→ **Kutipan untuk Dibaca**

Makna Tersirat dalam Sajian Kuliner Nasi Jamblang Cirebon

Nasi jamblang menjadi bagian dari sejarah penting dalam pembangunan sehingga dapat membentuk karakteristik masyarakat Cirebon yang beragam.

oleh Panji Prayitno diperbarui 18 Agu 2019, 17:00 WIB
Diterbitkan 18 Agu 2019, 17:00 WIB
Makna Tersirat Dalam Sajian Kuliner Nasi Jamblang Cirebon
Ragam varian lauk pauk tersedia dalam kuliner Nasi Jamblang Cirebon. Foto (Liputan6.com / Panji Prayitno)

Liputan6.com, Cirebon - Nasi jamblang merupakan salah satu kuliner tradisional khas Cirebon yang menjadi salah satu ikon daerah Pantura Jawa Barat. Nasi dibungkus daun jati, dengan berbagai varian lauk pauk di meja prasmanan, nasi jamblang menjadi salah satu kuliner tradisional kebanggaan Indonesia.

Tidak sedikit warga Cirebon maupun pendatang menyukai kuliner khas daerah ini. Nasi jamblang pun dengan mudah ditemui di mana saja saat pengunjung berkeliling Cirebon.

→ **Baris yang Ditampilkan**

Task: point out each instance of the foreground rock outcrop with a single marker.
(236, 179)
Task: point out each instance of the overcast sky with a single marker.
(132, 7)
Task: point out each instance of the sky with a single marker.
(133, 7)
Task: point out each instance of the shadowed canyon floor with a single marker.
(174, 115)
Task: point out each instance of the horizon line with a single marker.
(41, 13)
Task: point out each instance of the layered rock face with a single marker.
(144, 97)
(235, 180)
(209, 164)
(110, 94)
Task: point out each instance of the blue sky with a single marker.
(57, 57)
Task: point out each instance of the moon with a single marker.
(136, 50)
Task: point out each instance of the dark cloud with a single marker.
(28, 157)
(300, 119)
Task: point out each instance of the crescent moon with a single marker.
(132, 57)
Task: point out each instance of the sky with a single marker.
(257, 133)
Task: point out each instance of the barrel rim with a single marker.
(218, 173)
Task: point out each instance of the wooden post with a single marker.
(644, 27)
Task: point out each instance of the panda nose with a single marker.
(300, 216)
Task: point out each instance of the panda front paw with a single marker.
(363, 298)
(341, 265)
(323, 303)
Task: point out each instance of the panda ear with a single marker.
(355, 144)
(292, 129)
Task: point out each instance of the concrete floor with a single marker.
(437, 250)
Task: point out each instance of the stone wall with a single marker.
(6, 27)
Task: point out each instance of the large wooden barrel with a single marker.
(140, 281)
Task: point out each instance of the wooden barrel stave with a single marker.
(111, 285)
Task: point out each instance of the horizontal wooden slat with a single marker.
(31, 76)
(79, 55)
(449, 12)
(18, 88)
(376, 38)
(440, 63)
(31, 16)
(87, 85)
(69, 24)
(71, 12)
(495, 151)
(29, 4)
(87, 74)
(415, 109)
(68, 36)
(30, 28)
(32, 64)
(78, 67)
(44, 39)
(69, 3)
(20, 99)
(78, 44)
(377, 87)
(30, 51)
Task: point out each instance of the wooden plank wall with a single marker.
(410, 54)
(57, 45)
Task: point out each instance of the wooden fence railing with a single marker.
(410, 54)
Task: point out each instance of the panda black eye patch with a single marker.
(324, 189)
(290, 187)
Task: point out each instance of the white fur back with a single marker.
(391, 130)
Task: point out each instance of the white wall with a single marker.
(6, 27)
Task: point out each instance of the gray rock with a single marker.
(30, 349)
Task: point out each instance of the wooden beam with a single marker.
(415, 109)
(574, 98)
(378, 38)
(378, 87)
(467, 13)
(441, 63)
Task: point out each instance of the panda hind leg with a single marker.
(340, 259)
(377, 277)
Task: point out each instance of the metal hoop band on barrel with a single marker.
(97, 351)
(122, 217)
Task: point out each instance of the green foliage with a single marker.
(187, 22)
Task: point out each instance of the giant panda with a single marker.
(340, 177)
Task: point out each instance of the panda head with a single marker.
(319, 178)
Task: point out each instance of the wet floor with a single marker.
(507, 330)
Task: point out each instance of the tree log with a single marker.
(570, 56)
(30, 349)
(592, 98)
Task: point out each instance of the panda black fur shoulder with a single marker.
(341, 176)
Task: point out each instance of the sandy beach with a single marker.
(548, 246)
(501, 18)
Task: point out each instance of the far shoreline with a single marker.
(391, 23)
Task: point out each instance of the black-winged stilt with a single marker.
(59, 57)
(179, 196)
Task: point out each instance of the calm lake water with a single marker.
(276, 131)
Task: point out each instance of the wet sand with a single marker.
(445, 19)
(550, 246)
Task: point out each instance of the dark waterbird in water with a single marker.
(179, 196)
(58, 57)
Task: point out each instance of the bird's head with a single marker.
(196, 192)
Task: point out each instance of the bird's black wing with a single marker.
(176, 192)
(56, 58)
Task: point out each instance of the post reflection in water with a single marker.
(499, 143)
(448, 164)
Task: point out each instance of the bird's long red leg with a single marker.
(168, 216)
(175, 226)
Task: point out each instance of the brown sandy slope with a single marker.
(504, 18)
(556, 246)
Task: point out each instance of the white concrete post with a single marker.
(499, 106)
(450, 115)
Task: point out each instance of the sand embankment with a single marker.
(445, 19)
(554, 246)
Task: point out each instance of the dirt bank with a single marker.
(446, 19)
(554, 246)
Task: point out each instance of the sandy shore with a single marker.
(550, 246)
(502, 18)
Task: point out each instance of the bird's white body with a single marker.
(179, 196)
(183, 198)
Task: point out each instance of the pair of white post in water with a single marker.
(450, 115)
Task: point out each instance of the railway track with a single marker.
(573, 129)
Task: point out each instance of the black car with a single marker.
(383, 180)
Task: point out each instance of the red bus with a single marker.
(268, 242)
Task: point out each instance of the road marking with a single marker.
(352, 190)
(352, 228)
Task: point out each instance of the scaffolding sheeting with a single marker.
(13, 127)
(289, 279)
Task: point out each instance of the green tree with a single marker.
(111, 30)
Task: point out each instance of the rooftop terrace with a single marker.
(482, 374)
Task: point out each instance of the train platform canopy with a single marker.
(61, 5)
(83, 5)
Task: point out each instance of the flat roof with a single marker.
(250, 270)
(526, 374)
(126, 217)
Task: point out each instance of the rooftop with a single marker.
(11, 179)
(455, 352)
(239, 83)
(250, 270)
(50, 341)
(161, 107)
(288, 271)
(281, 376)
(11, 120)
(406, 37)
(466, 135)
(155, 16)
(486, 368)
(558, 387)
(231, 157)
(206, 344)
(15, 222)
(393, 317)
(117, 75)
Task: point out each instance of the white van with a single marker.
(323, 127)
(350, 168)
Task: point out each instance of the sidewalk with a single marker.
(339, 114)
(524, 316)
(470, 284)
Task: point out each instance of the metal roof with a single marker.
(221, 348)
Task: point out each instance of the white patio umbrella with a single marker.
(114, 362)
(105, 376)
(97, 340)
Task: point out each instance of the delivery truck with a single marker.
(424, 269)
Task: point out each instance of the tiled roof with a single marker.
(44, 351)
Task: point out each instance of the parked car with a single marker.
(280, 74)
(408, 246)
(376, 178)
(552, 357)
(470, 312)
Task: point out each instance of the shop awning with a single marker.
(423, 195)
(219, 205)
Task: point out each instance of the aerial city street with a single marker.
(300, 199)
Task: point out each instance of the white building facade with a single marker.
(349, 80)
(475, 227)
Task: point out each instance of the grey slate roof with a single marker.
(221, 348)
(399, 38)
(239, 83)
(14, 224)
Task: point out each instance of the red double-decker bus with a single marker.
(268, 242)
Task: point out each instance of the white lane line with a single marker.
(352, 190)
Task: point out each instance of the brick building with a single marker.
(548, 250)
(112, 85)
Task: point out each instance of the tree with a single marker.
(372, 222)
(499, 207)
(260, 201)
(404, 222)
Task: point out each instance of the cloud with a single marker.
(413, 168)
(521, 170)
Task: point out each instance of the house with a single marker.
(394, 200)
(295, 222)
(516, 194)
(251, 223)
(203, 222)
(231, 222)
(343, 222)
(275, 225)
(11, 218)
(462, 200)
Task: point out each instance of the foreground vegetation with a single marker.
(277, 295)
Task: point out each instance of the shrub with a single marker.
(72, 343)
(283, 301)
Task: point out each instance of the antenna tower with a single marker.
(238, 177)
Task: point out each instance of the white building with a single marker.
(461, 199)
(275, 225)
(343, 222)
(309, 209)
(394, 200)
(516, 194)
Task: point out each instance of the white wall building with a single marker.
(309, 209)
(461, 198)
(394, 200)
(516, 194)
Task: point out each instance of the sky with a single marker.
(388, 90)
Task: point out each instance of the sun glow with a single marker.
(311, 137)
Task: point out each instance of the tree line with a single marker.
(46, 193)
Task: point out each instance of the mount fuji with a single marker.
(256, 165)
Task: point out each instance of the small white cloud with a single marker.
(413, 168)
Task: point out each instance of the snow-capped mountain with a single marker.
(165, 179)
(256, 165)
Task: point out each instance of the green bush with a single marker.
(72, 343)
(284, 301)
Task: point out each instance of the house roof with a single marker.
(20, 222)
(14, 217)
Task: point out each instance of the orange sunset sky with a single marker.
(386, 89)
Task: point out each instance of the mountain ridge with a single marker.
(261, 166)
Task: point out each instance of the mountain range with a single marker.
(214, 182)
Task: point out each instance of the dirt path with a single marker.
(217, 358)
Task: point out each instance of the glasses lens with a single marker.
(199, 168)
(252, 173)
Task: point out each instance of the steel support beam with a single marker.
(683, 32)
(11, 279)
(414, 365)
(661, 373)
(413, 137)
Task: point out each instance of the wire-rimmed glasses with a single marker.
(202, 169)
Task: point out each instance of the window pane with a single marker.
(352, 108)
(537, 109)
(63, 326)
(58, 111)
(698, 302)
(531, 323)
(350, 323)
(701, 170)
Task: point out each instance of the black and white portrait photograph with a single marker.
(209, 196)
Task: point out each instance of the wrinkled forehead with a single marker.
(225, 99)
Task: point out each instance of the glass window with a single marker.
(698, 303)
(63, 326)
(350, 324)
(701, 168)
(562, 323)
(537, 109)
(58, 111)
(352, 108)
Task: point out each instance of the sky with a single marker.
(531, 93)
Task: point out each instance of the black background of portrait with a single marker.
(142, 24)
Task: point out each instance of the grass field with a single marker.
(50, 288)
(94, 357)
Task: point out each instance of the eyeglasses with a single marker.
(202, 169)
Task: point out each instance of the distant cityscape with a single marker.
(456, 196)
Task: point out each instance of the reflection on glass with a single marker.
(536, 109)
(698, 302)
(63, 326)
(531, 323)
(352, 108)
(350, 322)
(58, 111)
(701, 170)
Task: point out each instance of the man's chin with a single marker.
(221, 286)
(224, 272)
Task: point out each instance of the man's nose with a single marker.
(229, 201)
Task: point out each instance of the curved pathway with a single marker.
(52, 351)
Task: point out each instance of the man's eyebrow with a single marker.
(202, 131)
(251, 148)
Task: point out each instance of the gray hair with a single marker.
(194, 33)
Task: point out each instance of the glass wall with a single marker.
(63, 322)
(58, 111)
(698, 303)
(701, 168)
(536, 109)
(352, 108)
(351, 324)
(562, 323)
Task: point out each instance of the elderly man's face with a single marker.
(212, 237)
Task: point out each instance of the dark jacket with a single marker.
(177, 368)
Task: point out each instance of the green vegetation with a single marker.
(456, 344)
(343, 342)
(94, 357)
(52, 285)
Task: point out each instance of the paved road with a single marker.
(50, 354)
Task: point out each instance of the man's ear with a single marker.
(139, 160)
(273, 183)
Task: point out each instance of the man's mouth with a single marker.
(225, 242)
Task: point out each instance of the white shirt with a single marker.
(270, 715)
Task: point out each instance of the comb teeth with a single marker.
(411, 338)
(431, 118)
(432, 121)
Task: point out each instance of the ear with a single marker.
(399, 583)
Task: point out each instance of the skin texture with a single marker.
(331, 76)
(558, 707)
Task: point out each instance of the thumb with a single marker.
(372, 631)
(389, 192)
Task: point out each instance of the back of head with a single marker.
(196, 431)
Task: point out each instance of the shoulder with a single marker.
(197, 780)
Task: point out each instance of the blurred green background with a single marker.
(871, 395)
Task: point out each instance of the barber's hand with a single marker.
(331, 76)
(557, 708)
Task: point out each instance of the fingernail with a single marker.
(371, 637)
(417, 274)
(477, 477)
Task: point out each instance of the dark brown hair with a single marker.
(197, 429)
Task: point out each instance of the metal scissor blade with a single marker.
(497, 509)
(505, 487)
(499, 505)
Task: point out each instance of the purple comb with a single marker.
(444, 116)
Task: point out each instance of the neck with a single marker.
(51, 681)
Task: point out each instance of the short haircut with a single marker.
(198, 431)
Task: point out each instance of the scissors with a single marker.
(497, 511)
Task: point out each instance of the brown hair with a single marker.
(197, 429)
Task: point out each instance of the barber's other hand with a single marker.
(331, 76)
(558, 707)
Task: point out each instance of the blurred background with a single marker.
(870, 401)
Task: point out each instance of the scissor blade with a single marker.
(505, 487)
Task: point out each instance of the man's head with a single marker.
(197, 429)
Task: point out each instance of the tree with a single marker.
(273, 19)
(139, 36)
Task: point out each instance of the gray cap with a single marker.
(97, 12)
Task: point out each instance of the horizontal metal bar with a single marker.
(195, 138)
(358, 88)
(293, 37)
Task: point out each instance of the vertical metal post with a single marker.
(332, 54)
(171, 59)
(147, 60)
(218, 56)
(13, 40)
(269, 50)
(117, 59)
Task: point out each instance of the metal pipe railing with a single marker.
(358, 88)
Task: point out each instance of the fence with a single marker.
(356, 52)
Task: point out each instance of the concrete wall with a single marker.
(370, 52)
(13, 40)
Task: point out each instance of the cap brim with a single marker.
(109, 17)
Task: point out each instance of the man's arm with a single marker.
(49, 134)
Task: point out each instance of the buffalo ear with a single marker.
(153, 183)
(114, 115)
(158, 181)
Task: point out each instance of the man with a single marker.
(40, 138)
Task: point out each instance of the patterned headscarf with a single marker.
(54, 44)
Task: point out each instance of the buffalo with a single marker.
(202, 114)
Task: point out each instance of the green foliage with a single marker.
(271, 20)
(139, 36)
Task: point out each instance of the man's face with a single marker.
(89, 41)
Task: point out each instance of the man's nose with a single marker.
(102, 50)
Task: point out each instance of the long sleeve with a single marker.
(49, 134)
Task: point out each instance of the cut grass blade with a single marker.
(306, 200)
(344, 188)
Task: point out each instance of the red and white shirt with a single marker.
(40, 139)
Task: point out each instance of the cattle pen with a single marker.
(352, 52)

→ **Daftar Tugas**
a: Menurut kutipan tentang nasi jamblang, nasi itu dibungkus dengan daun apa?
b: Kembalikan setiap baris yang memuat kata "face".
Kutipan dan baris di atas merupakan bahan yang terpisah satu sama lain.

→ **Jawaban yang Diharapkan**
a: Daun jati.

b:
Task: point out each instance of the layered rock face with a single marker.
Task: point out each instance of the elderly man's face with a single marker.
Task: point out each instance of the man's face with a single marker.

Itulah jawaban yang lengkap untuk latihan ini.